Task details:
Copy exactly the last part of the entries, starting from the line with "Spot the sky, then" and including the final line.

Supplied records:
..........
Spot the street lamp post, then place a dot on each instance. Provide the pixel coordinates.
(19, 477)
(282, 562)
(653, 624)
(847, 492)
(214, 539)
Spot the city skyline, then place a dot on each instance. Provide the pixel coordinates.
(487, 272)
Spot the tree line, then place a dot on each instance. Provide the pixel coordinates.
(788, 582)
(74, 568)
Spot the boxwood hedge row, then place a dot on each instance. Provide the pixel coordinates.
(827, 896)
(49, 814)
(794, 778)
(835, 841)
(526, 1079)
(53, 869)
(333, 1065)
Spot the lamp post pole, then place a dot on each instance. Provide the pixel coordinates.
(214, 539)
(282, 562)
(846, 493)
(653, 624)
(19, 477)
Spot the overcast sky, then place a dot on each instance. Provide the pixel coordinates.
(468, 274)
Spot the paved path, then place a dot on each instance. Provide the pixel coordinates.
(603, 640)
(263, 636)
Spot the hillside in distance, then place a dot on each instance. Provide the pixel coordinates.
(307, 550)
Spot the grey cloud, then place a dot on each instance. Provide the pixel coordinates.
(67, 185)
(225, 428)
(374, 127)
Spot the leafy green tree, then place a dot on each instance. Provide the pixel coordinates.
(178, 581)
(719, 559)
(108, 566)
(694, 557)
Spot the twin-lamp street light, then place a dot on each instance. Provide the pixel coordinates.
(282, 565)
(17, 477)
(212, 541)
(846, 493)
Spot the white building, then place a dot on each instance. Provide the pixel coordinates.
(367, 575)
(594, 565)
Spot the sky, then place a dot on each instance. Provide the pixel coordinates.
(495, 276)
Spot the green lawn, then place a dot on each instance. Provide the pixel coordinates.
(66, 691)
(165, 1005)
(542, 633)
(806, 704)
..........
Output of the exercise:
Spot the sky, then place a dot on each instance. Provide the pixel coordinates.
(495, 276)
Spot the green lawn, then place a dot on each instance. Provide the pixel coordinates.
(66, 691)
(165, 1005)
(542, 633)
(806, 704)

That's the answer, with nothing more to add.